Six shorts kicked off the festival, whose subject matter was nearly as diverse as the filmmakers themselves, who hailed from NYU, Tel Aviv, Yale University and Boston University. "Court Kings" is a documentary about the Orthodox Mock Trial team in New Jersey, directed by Gallatin student Josh Weinberg; Camilla Butchins' "Patches" is the heartbreaking task of remembering those lost in a terrorist attack in Tel Aviv, told through Zimbabwe-born Marlyn Butchins, who decides to make one large memorial quilt in the victims' honor.

In contrast to films with such a prominent Jewish context, there was Stefan Glidden's delightfully comic "La Voiture et le Velo" and "Ten Souls Rising," which was a Manhattan take on Sartre's "No Exit" and set in an elevator. The film was directed by Emily Rosdeitcher, a 2004 Tisch alumna, and took the second-place prize. The grand prize winner Julia Kots' "Naturalized" tells the story of a young Russian man who wants to become a full-fledged Jew through a medical procedure not available to him in the Soviet Union. (You can connect the dots on that.)

The festival centerpiece came through deleted scenes as part of a special presentation from Adam Hootnick, director of "Unsettled," fresh off his Slamdance win for Best Feature Documentary. The documentary, which premieres this April at the Tribeca Film Festival, follows six individuals in very different situations and with different viewpoints as they are all forced to confront the disengagement of the Gaza strip of August 2005.

* **REQUIRED ACTIONS**
A) In the passage, rewrite the text between "The festival centerpiece" and "of August 2005.", inclusive, substituting "Sundance Film Festival" for "Tribeca Film Festival".
B) State whether each statement agrees with the passage, answering yes or no and quoting the words that decide it: (i) "Ten Souls Rising" took the second-place prize. (ii) "Court Kings" was directed by Camilla Butchins. (iii) "Unsettled" follows six individuals.

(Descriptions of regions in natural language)
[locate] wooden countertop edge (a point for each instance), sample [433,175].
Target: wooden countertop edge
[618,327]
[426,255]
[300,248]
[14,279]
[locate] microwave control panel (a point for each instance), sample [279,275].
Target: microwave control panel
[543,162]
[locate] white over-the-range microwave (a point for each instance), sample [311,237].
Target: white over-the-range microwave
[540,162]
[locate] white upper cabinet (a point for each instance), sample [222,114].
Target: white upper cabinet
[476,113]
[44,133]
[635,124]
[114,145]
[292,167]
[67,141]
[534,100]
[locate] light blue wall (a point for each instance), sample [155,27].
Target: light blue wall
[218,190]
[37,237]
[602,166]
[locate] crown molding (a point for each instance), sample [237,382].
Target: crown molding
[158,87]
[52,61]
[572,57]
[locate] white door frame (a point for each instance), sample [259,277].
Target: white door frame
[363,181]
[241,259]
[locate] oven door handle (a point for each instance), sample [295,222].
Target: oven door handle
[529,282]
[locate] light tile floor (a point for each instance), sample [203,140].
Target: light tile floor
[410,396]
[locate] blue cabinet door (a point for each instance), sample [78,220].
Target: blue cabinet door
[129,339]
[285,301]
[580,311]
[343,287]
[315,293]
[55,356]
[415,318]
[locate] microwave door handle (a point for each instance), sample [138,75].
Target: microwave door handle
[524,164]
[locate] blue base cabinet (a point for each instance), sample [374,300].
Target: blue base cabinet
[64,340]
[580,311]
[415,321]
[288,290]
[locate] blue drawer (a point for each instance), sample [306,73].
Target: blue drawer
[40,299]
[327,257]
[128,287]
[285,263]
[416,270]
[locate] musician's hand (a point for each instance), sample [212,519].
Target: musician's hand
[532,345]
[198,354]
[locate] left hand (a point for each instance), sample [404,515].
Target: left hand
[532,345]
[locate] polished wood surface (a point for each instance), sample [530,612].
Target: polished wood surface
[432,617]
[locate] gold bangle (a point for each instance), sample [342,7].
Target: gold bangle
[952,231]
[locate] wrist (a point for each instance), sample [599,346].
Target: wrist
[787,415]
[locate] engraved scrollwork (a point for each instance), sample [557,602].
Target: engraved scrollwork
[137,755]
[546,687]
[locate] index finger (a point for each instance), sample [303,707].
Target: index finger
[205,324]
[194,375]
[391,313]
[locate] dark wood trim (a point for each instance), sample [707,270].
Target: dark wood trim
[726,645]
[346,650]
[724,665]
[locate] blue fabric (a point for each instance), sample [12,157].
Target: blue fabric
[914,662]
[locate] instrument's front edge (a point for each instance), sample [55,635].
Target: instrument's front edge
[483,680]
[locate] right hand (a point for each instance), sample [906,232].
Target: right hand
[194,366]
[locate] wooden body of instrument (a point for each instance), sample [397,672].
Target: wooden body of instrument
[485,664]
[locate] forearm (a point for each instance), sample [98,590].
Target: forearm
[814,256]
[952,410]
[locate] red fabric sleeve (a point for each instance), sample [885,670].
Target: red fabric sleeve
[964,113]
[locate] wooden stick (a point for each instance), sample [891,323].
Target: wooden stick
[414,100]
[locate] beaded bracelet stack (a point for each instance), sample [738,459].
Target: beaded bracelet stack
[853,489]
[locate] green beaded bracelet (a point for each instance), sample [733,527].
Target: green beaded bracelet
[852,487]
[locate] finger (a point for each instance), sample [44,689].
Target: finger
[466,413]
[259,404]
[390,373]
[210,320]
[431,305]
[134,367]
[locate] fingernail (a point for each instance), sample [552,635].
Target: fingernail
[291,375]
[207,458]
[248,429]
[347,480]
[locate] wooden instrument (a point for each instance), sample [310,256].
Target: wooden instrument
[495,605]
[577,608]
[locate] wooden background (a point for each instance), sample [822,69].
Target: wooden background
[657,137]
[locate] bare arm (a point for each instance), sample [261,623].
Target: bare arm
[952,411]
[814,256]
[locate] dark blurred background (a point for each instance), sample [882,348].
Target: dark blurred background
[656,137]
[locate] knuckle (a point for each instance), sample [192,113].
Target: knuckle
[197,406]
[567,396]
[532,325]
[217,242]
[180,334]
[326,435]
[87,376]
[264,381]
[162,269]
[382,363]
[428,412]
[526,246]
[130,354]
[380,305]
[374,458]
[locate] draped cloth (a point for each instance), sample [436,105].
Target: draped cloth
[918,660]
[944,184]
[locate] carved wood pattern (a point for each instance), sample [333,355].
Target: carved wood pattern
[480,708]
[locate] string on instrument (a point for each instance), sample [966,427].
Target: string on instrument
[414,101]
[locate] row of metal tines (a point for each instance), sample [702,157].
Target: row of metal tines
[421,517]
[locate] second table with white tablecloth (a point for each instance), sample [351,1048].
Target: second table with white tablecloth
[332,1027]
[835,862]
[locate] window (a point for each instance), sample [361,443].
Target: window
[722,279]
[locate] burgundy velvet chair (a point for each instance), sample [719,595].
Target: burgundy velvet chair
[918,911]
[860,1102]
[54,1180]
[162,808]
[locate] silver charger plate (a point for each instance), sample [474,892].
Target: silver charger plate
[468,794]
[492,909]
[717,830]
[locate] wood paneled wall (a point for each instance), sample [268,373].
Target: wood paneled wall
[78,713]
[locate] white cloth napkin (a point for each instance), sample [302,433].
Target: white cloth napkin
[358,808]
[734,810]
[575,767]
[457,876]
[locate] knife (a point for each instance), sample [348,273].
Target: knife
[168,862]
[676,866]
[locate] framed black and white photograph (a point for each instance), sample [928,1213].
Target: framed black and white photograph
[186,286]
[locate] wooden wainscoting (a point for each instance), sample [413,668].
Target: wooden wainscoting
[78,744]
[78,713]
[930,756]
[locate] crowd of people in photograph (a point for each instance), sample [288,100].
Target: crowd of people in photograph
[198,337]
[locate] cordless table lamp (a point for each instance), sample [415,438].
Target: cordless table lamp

* **ANSWERS TO EACH TASK**
A)
The festival centerpiece came through deleted scenes as part of a special presentation from Adam Hootnick, director of "Unsettled," fresh off his Slamdance win for Best Feature Documentary. The documentary, which premieres this April at the Sundance Film Festival, follows six individuals in very different situations and with different viewpoints as they are all forced to confront the disengagement of the Gaza strip of August 2005.

B)
(i) Yes: "The film was directed by Emily Rosdeitcher, a 2004 Tisch alumna, and took the second-place prize."
(ii) No: "directed by Gallatin student Josh Weinberg"
(iii) Yes: "follows six individuals in very different situations and with different viewpoints"